* DOCUMENT PASSAGE
--------------------------------------------------
Large grant for research on transportation and storage of donated hearts

Johan Nilsson, cardiothoracic surgeon at Skåne University Hospital.
Johan Nilsson, cardiothoracic surgeon at Skåne University Hospital and professor at Lund University, receives a grant of approximately SEK 16 million from the Swedish Research Council together with his research group. The grant will be used for further research on a new method, which allows transportation and storage of donated hearts for a much longer time than has been possible before.

The method means that the donated heart is placed in a custom-built box where the heart, with the help of a machine, is supplied with important substances in an oxygenated blood-mixed solution before the transplant. In this way, the storage time of the donated heart is expected to be extended — from today's approximately four hours to at least twelve hours.

Eleven transplants so far

The first heart transplant with this new method was performed at Skåne University Hospital in September 2017. So far, the box has been used for eleven transplants at the hospital.

“So far we have not seen anything that makes us say that this method would be inferior to the traditional one, rather the opposite”, says Johan Nilsson.

Patients are involved in the study

With SEK 16 million in funding, the research group can now do a larger study of the method. About 60 patients will be included in the study, which is expected to last for three years. The patients will be followed up with extensive investigations.

The researchers will look at what the coronary vessels look like a year after transplantation and if there are signs of rejection. The heart's function and blood flow will be examined with ultrasound and MRI to see if the method involves improved conditions for the transplanted heart.
--------------------------------------------------
* SOURCE DATA
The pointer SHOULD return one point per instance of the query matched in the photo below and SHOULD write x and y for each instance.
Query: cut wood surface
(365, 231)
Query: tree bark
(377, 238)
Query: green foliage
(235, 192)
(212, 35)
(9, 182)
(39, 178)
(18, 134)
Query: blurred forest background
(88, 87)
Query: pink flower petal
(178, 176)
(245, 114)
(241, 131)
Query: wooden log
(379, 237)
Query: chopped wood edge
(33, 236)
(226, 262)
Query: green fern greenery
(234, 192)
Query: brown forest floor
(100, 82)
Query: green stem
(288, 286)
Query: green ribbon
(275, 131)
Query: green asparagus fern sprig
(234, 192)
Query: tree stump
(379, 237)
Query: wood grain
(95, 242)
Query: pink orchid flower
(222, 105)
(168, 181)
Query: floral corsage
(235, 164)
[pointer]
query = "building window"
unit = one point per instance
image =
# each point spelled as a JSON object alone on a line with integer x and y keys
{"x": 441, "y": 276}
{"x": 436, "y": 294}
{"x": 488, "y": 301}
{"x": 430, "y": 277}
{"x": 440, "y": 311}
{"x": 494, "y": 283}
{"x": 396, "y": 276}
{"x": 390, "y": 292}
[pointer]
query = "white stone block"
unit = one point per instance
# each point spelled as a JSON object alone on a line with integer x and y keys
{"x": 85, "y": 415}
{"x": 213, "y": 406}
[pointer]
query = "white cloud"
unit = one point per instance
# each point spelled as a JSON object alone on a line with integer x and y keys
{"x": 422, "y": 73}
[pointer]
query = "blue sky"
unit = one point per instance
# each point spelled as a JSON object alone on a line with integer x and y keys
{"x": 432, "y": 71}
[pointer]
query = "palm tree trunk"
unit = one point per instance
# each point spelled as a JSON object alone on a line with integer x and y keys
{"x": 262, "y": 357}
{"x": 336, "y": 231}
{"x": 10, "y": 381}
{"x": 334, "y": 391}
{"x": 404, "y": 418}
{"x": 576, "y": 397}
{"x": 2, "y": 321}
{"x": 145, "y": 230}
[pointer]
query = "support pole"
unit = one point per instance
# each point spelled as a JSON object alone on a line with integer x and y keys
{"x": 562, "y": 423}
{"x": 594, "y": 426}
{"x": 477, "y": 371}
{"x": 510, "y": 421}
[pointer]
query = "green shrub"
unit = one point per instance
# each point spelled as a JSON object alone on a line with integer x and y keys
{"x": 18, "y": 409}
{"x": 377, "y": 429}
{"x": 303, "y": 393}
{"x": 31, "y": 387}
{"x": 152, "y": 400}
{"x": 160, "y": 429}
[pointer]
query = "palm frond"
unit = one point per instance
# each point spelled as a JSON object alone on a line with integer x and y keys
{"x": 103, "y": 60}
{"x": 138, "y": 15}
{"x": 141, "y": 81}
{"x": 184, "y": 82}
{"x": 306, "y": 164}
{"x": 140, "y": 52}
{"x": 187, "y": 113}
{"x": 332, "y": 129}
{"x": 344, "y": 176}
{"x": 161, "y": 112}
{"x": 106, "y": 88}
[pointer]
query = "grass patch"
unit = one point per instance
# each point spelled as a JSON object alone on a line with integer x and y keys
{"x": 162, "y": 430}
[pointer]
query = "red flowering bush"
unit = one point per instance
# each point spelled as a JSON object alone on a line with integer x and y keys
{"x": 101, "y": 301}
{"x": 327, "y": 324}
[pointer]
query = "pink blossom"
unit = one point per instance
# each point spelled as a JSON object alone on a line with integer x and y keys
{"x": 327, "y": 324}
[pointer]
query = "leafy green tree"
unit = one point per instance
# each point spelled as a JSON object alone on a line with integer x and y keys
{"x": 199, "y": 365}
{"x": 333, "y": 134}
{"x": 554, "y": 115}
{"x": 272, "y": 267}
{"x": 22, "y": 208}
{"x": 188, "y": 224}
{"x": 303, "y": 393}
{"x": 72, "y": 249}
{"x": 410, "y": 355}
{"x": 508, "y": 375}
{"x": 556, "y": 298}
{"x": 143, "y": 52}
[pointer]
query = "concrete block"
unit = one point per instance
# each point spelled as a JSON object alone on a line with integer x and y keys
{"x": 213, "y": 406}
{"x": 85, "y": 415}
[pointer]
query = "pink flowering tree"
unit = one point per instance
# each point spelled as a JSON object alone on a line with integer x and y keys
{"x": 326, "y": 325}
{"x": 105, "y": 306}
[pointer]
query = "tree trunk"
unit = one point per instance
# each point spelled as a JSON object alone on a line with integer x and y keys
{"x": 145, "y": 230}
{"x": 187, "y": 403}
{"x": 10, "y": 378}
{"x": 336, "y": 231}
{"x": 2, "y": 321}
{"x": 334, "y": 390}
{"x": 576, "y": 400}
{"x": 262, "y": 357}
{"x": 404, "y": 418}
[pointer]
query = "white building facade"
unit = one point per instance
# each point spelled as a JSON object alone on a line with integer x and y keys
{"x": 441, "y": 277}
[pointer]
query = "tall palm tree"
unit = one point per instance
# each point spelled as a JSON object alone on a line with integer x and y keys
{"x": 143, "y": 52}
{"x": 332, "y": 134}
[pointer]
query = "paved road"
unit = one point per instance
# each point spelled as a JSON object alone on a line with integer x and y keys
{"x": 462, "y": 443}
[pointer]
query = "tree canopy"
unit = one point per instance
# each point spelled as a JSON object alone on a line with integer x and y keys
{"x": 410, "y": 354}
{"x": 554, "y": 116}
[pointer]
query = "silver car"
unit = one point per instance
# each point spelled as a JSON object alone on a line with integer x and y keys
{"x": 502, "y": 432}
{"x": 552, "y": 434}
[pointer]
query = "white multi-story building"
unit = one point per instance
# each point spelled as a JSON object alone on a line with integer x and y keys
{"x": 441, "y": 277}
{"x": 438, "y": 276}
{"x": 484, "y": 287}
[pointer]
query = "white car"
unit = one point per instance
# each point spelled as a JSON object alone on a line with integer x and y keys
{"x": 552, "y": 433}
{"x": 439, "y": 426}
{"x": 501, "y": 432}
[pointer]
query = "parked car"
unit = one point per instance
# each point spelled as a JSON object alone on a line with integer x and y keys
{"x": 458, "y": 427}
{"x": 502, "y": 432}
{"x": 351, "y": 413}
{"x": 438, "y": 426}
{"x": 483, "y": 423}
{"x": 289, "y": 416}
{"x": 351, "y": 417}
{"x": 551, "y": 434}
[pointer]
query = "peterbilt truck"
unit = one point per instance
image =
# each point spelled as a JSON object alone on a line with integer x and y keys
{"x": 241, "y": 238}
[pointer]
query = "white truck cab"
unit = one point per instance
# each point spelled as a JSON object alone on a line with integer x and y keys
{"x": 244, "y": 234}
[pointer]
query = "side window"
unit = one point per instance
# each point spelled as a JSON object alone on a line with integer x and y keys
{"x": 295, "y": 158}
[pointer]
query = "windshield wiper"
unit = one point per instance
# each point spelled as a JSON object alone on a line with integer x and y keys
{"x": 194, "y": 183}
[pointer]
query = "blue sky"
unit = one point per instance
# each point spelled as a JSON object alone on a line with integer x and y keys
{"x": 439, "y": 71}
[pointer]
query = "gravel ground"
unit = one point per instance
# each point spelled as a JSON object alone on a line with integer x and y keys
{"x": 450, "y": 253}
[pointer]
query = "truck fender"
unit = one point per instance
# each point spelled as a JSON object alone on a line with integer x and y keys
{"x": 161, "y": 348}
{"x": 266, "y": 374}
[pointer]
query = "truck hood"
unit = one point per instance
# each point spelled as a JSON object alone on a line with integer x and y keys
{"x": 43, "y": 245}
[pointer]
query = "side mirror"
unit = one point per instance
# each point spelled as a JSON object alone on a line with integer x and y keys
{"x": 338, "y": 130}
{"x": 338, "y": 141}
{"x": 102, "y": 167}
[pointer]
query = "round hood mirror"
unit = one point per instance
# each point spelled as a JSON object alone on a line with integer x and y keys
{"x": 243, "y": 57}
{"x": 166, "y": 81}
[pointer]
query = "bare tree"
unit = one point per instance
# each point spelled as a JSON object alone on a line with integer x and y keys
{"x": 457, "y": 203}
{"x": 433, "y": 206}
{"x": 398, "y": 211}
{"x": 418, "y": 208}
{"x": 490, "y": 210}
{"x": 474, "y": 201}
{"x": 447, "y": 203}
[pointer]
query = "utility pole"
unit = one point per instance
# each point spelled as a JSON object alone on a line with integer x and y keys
--------------------------------------------------
* EXERCISES TO COMPLETE
1. In the article on donated heart storage, how long is a heart expected to be stored with the new method?
2. Translate this sentence from the article on donated heart storage into Spanish: "So far, the box has been used for eleven transplants at the hospital."
3. Continue the article on the transportation and storage of donated hearts, picking up after its final sentence.

* SOLVED TASKS
1. At least twelve hours.

2. Hasta ahora, la caja se ha utilizado en once trasplantes en el hospital.

3.
Different methods are compared

Blood tests will also check if there is cell-free DNA in the blood, which may be a sign that the new heart is not doing well.

“We will compare the traditional treatment with the new method to see if there are differences in how the patients feel, the extent to which the patients suffer from complications and also count on the health-economic effects”, says Johan Nilsson.

If the new method works better than the current one, it will have major consequences for patients in need of a new heart. The extended storage period may mean that it is possible to use significantly more hearts for transplantation and, in the long run, the distribution and matching of organs in Sweden can be improved.

“This basically means that we can receive hearts for transplant from all over Europe”, says Johan Nilsson.


  • The method was invented by Stig Steen, former cardiothoracic surgeon at Skåne University Hospital and senior professor at Lund University.

  • Stig Steen and his research group have for many years shown that the storage method works well for 24 hours in animals.